**Assigned task**
For every line in the material, output its text exactly and exclude any image it holds.
==================================================
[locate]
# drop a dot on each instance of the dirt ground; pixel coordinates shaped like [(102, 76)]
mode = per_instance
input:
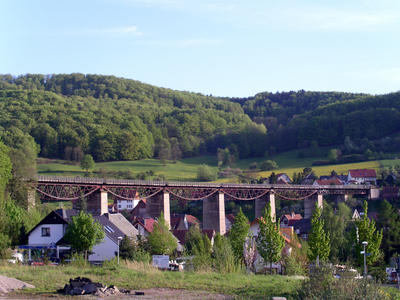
[(157, 294)]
==================================================
**Answer to the problem**
[locate]
# drop a dot on each instance of the dirt ground; pixel coordinates shaped like [(102, 76)]
mode = per_instance
input:
[(157, 294)]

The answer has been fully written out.